## EXERCISE INPUTS
━━━━━━

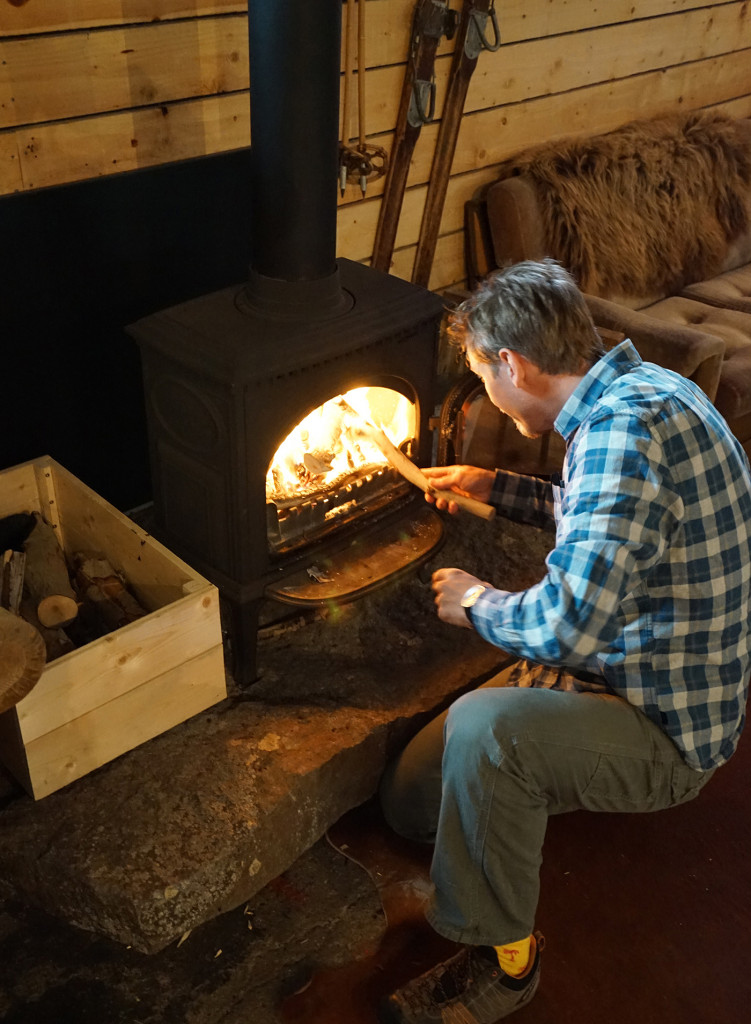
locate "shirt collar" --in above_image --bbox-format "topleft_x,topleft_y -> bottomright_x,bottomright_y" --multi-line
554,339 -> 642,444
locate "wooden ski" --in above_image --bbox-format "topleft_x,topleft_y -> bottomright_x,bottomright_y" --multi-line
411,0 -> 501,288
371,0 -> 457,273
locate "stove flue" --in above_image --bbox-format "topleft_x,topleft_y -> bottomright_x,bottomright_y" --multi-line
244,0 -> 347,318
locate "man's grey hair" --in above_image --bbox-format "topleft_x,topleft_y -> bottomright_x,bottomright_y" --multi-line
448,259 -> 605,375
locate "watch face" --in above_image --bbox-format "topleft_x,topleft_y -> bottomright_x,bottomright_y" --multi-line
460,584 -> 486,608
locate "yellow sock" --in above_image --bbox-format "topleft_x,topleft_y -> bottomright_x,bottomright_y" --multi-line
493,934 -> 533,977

━━━━━━

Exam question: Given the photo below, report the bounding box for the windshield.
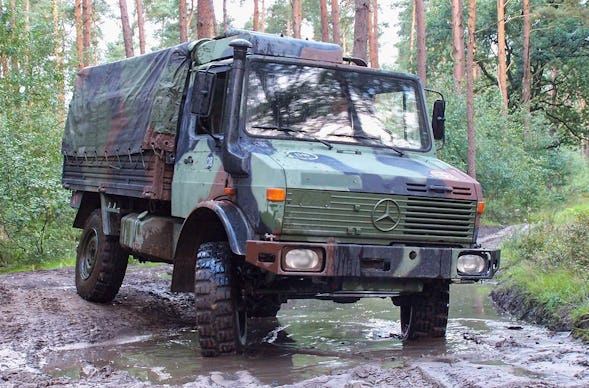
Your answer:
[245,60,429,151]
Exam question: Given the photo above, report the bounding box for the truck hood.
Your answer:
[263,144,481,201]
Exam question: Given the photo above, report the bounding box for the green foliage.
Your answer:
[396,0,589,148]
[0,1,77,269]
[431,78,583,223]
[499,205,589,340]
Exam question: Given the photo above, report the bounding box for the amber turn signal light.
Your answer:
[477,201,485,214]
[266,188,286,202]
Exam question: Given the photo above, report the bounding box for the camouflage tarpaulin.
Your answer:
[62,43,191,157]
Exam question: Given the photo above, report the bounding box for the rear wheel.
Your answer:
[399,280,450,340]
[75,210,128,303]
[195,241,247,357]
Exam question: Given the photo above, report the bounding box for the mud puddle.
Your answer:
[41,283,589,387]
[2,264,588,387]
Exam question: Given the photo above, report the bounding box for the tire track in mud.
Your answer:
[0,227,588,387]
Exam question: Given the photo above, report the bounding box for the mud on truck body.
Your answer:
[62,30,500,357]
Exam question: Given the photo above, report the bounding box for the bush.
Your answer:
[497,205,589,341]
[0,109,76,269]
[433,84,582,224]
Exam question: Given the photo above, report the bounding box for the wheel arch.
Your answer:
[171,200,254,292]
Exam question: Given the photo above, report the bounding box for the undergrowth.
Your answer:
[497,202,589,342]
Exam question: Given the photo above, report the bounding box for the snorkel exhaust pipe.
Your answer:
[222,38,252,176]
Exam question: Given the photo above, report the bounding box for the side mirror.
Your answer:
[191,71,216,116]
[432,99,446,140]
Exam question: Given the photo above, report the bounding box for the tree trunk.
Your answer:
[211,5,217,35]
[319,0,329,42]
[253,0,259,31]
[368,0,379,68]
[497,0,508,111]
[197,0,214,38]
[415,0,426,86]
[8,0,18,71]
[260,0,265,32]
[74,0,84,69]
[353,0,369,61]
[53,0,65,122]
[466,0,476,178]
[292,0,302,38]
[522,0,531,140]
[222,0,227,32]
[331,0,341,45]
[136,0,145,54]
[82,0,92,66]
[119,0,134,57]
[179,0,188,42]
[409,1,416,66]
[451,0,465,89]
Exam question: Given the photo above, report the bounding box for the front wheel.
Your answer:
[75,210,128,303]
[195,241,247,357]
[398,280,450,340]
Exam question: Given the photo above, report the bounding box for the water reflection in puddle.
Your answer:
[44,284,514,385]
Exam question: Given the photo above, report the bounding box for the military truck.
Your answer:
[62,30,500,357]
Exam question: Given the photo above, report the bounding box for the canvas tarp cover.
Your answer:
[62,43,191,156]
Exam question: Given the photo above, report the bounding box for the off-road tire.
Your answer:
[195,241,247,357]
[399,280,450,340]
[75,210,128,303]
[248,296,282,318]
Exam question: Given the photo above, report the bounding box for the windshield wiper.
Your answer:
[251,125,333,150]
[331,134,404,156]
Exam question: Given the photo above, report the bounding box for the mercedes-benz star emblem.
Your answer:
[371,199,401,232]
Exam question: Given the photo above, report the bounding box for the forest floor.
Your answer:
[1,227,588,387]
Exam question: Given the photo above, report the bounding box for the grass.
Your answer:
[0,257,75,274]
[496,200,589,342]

━━━━━━

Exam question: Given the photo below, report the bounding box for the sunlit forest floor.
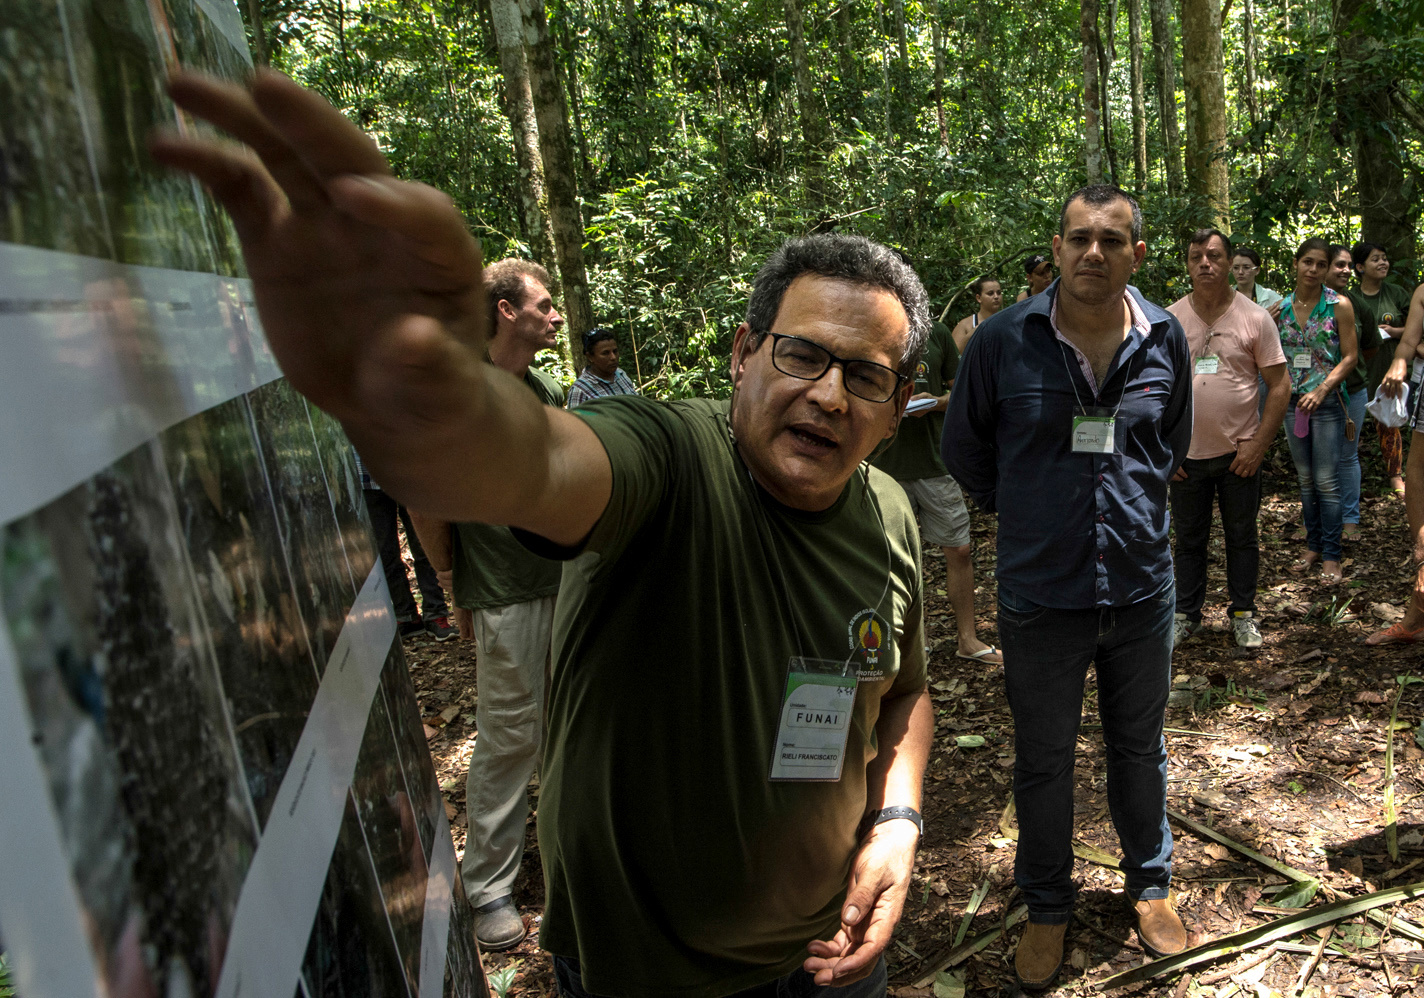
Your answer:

━━━━━━

## YOUR INSTRUCTIONS
In the records above, how many lines contain the word "tire"? State only the number.

## RESULT FOR THIS EXERCISE
2